WRITTEN TASK:
Count how many lines of the records below contain the string "right", treating uppercase and lowercase as different. Reply with the number only.

Excerpts from a location annotation dataset
>> Start

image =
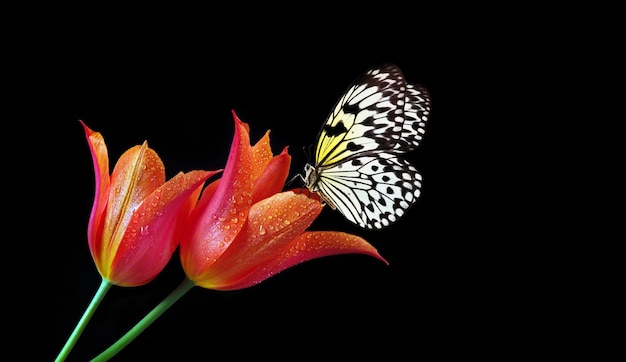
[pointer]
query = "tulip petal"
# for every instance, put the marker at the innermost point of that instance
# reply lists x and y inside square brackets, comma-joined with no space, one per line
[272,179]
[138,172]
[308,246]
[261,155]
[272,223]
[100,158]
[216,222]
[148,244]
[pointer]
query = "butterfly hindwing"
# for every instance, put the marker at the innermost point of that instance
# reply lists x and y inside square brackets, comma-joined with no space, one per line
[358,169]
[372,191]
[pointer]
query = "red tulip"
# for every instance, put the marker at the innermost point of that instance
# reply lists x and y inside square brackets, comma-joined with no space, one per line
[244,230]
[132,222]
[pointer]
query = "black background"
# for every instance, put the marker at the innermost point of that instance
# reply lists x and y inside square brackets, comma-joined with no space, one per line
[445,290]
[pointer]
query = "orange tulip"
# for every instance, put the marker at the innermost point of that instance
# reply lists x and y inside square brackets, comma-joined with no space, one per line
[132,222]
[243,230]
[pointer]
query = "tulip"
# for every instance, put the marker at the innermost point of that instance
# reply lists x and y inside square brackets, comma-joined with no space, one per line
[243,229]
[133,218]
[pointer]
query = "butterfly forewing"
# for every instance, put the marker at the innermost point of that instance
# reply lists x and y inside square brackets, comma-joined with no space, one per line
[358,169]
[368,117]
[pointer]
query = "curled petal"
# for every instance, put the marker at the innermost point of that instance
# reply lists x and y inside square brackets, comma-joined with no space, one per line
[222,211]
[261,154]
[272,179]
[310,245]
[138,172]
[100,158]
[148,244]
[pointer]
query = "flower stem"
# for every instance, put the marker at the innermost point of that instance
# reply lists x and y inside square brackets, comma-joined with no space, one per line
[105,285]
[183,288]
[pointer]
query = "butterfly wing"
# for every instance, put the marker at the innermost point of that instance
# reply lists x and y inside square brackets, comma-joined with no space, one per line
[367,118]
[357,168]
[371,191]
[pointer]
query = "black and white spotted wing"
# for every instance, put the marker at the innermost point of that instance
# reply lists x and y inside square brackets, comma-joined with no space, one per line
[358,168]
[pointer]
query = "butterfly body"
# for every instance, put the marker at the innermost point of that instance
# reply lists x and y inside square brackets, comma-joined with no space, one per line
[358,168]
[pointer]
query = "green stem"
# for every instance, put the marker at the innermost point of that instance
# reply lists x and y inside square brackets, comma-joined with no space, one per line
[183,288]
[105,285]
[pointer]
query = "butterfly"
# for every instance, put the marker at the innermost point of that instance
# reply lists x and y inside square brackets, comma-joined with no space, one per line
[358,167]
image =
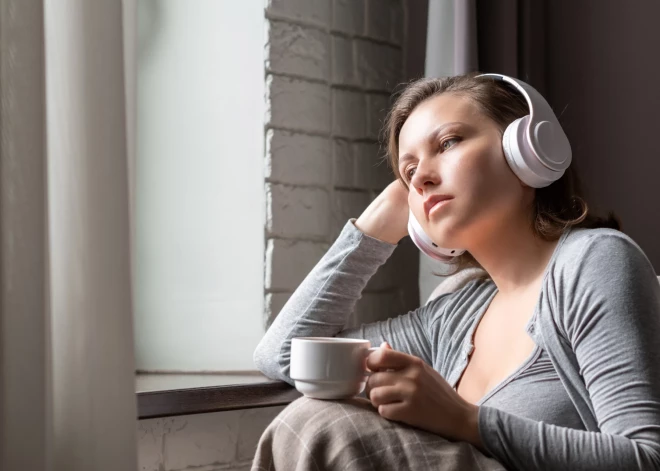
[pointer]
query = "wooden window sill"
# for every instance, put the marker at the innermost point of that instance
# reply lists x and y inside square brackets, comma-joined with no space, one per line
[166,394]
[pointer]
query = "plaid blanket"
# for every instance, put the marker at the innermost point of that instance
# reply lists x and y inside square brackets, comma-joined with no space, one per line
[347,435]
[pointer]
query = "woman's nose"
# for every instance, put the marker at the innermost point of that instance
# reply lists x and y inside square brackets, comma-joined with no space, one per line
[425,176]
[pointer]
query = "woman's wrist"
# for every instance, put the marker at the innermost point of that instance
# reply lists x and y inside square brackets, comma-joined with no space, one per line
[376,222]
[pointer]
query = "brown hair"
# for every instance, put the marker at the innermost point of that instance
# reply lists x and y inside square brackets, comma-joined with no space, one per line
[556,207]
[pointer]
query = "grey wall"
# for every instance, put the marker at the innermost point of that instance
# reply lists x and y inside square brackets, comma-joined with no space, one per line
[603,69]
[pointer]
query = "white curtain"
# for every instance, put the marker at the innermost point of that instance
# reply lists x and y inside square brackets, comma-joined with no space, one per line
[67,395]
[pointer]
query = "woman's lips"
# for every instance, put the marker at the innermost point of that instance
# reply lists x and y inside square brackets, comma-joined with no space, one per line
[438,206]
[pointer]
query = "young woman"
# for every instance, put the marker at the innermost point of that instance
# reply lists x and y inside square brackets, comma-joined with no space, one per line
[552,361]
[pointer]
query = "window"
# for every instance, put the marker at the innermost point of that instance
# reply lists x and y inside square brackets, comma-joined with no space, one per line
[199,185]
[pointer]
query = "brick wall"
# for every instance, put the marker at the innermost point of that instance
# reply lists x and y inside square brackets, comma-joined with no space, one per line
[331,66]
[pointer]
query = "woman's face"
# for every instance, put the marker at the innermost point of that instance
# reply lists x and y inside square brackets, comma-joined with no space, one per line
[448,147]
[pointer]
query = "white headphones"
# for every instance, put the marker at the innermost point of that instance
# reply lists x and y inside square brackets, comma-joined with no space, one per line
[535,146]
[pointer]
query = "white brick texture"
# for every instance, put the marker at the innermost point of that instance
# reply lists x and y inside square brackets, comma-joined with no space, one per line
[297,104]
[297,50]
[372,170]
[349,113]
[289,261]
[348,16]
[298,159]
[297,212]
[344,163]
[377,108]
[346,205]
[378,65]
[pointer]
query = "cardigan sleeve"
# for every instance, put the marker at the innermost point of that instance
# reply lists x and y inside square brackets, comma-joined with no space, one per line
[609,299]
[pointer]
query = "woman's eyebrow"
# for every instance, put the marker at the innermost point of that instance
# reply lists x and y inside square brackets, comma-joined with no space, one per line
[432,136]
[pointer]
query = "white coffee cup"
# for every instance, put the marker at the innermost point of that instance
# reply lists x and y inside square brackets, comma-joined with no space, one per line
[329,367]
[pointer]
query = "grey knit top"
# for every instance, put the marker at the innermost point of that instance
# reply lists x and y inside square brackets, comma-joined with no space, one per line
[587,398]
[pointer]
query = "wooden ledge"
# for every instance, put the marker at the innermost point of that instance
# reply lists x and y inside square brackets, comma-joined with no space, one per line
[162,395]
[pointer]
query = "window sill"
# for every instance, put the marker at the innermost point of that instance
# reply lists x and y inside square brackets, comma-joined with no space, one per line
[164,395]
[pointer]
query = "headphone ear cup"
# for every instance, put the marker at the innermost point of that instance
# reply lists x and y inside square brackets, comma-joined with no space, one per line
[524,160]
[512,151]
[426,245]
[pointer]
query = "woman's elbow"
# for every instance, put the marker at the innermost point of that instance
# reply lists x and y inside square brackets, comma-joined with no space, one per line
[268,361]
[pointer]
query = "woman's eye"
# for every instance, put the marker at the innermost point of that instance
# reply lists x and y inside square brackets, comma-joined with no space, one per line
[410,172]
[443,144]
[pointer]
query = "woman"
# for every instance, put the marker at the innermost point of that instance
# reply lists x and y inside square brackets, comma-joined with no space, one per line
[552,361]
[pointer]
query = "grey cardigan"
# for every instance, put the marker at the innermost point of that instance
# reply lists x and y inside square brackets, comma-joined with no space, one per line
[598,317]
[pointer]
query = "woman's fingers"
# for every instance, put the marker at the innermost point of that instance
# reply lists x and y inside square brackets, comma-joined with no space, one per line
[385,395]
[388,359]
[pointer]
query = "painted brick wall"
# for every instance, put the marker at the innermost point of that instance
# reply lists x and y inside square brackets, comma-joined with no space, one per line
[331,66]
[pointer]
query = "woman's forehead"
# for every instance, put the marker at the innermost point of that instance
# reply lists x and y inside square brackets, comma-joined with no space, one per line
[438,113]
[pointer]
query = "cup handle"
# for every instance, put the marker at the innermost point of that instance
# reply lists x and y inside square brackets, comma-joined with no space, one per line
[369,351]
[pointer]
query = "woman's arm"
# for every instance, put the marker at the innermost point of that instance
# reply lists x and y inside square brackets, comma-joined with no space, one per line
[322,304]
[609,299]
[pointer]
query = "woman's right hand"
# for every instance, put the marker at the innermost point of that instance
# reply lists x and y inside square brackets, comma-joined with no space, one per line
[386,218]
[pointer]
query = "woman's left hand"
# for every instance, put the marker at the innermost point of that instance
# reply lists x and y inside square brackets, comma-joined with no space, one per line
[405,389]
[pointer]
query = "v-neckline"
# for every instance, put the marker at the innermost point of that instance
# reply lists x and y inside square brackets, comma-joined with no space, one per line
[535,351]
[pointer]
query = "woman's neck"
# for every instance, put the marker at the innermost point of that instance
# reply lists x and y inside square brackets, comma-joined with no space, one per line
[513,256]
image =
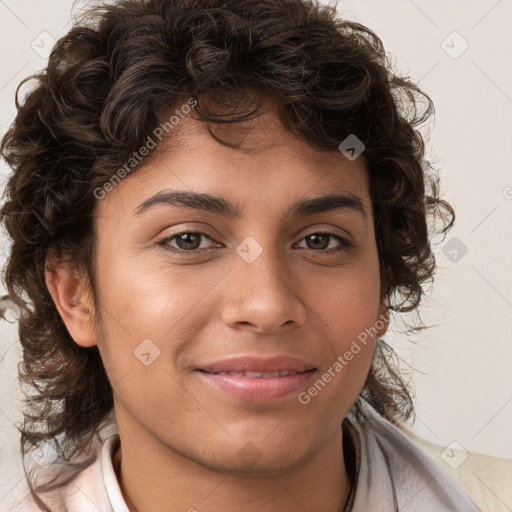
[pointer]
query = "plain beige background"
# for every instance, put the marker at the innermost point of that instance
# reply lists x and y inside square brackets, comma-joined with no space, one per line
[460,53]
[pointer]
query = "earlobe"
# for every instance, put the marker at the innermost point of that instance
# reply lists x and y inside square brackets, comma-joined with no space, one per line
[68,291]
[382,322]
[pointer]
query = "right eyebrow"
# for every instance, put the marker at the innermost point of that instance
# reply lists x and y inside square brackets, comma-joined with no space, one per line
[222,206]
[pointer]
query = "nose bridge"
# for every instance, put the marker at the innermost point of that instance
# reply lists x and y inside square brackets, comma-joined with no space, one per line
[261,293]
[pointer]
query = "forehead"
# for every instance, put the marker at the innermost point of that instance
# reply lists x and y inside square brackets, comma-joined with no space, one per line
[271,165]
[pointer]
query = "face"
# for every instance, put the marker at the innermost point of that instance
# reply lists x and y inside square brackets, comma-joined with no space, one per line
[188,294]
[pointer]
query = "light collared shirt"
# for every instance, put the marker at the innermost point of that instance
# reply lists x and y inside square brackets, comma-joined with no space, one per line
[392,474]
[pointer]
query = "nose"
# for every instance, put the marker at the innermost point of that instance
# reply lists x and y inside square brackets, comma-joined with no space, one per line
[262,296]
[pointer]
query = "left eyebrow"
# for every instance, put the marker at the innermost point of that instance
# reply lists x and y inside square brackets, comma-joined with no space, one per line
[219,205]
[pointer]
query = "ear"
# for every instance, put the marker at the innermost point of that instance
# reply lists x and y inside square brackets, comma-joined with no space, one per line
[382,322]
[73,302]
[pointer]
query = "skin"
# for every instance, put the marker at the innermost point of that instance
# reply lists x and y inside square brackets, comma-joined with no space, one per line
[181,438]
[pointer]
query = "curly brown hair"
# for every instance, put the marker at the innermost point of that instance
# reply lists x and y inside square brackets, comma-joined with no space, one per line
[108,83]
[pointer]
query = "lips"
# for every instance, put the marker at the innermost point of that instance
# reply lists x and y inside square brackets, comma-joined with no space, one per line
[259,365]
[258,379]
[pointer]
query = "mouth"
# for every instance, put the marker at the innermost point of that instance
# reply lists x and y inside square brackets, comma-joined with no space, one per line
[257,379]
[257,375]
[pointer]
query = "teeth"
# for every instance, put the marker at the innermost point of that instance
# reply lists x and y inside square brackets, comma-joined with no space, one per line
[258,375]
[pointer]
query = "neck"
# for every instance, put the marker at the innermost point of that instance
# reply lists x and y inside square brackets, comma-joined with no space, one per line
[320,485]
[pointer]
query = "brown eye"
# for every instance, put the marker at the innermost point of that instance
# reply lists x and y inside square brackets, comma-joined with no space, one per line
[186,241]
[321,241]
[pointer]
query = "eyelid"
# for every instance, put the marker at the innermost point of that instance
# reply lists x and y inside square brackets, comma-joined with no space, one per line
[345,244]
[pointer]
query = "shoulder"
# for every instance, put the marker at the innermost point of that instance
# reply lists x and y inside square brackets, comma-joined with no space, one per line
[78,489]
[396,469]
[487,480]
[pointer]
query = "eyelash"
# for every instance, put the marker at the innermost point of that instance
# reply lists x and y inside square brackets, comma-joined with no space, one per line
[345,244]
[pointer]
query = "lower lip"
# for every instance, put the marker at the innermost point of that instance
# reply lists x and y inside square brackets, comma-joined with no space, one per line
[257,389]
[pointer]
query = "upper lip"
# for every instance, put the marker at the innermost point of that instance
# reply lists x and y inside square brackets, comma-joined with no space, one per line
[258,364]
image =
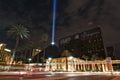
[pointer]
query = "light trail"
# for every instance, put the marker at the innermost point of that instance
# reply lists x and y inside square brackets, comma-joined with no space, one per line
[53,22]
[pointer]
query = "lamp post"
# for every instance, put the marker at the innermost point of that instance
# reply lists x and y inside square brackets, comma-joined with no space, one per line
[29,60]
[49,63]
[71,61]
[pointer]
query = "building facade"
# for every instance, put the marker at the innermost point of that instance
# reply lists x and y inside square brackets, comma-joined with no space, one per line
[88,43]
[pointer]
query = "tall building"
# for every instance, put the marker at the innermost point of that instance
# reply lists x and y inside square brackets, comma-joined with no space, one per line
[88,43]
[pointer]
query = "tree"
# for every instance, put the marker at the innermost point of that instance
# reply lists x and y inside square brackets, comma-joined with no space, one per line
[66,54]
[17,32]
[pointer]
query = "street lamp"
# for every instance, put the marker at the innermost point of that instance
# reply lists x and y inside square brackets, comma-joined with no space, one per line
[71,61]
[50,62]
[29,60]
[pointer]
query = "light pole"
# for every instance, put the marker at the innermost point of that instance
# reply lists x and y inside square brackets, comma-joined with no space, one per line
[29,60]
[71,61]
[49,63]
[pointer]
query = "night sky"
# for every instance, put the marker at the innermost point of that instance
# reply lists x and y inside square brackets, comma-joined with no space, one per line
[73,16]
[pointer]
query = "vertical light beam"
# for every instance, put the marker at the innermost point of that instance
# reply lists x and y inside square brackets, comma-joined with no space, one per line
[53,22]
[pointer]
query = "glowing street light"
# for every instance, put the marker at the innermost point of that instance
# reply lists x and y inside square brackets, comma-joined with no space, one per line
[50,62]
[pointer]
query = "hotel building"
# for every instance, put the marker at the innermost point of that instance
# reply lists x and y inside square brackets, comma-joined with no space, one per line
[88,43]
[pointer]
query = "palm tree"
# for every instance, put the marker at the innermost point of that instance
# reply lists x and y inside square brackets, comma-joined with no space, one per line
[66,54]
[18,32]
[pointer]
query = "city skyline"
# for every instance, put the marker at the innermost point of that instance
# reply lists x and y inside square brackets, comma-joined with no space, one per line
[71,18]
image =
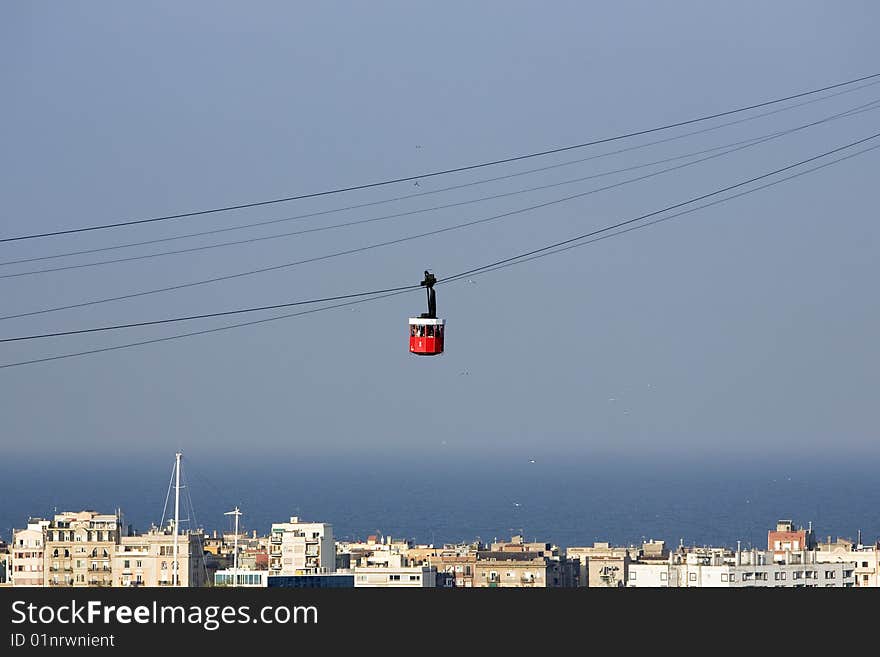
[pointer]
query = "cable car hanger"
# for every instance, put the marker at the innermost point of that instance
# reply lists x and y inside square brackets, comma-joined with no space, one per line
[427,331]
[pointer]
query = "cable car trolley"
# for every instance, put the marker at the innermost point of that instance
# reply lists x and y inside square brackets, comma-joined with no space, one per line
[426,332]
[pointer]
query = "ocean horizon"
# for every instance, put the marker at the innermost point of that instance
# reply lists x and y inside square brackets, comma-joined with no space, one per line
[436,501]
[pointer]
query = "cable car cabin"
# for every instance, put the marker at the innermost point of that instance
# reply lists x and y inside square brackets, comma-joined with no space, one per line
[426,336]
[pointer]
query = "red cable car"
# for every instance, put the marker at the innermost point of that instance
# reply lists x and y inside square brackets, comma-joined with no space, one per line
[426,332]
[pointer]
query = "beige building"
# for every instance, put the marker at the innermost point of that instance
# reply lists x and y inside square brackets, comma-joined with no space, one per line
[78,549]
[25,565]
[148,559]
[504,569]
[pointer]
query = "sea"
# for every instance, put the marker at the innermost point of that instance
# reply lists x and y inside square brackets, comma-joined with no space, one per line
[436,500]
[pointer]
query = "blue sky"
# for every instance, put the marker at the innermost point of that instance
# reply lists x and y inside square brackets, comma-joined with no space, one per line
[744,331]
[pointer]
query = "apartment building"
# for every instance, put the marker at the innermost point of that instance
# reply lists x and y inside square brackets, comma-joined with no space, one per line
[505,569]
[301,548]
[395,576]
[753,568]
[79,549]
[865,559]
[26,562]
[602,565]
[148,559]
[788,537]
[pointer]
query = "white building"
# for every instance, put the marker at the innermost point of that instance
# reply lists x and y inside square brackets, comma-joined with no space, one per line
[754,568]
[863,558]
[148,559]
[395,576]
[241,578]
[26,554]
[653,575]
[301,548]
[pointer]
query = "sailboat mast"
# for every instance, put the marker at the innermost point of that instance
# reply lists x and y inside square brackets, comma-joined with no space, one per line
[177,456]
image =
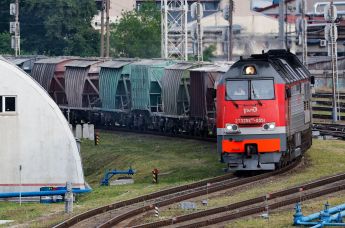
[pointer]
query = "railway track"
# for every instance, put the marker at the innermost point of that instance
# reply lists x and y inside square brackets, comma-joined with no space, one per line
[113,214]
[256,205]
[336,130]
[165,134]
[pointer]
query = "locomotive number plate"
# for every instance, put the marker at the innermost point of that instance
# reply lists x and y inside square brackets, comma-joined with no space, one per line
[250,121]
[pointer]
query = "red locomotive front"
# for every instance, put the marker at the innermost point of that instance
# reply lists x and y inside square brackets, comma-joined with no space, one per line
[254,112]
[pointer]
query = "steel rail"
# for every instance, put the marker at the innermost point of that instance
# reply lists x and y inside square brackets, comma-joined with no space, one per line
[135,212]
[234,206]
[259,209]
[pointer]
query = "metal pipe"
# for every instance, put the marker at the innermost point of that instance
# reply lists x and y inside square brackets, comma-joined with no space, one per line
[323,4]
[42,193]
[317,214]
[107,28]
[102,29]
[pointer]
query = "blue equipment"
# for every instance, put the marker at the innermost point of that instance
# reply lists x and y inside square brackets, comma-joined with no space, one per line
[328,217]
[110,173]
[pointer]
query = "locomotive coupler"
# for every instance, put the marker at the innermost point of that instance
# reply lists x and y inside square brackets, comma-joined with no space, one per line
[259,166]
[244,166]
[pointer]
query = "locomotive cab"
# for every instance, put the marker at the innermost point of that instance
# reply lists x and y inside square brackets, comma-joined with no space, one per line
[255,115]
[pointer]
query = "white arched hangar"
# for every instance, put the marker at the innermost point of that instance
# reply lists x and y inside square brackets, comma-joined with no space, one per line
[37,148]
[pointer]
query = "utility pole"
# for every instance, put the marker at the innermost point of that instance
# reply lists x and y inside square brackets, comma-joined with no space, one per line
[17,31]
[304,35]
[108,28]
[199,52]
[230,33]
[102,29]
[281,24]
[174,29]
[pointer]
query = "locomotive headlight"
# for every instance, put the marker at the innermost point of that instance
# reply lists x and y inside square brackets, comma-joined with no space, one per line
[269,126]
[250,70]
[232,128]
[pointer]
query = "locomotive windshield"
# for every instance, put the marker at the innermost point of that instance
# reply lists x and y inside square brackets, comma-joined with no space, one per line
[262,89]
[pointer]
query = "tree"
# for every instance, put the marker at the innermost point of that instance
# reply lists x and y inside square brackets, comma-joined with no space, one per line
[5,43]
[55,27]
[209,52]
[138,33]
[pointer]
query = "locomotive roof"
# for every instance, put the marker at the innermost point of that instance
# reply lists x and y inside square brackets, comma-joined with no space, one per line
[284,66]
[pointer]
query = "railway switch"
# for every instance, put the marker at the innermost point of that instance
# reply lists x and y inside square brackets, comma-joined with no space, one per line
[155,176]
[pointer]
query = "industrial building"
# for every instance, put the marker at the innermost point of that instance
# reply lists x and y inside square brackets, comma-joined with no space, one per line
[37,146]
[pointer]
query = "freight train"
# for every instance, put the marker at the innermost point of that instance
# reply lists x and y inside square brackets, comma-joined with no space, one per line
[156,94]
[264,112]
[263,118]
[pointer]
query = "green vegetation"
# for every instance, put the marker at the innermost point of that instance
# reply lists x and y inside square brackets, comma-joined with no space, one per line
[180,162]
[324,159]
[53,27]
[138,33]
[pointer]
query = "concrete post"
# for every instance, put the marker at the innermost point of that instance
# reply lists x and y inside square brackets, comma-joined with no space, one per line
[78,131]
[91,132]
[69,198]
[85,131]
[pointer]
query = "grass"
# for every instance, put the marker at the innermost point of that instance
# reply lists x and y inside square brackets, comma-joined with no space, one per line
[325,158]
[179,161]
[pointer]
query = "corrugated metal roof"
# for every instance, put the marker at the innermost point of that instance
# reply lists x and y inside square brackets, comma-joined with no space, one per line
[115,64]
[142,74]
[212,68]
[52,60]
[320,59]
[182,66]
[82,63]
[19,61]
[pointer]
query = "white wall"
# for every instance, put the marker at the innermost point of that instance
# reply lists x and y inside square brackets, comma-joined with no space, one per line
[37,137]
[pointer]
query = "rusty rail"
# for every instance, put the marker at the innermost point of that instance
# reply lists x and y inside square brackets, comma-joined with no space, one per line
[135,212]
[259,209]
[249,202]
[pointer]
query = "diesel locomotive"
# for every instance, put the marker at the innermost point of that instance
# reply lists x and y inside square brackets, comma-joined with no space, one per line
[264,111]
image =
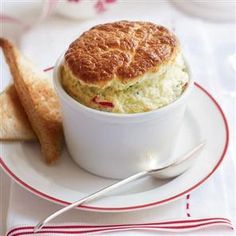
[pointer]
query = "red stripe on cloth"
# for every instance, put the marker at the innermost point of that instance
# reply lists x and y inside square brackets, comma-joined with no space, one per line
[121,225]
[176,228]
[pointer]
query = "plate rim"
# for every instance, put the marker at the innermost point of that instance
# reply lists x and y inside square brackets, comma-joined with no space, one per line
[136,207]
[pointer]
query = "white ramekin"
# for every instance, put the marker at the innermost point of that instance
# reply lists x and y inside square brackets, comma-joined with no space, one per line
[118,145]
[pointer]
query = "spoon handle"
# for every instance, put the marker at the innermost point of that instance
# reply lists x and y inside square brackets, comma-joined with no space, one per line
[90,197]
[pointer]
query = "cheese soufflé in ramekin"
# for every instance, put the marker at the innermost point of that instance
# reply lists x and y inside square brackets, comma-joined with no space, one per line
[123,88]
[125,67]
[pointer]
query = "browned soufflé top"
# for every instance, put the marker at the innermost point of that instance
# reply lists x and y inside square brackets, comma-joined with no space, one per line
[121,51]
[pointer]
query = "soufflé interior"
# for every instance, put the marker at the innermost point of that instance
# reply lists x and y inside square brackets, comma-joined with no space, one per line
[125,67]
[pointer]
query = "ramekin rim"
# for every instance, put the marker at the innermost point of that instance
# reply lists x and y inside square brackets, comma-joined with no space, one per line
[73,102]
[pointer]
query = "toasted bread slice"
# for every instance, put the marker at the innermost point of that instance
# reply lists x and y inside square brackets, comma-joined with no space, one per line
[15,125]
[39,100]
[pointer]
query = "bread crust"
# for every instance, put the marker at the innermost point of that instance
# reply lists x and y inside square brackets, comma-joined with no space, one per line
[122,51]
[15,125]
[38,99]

>> End

RESULT:
2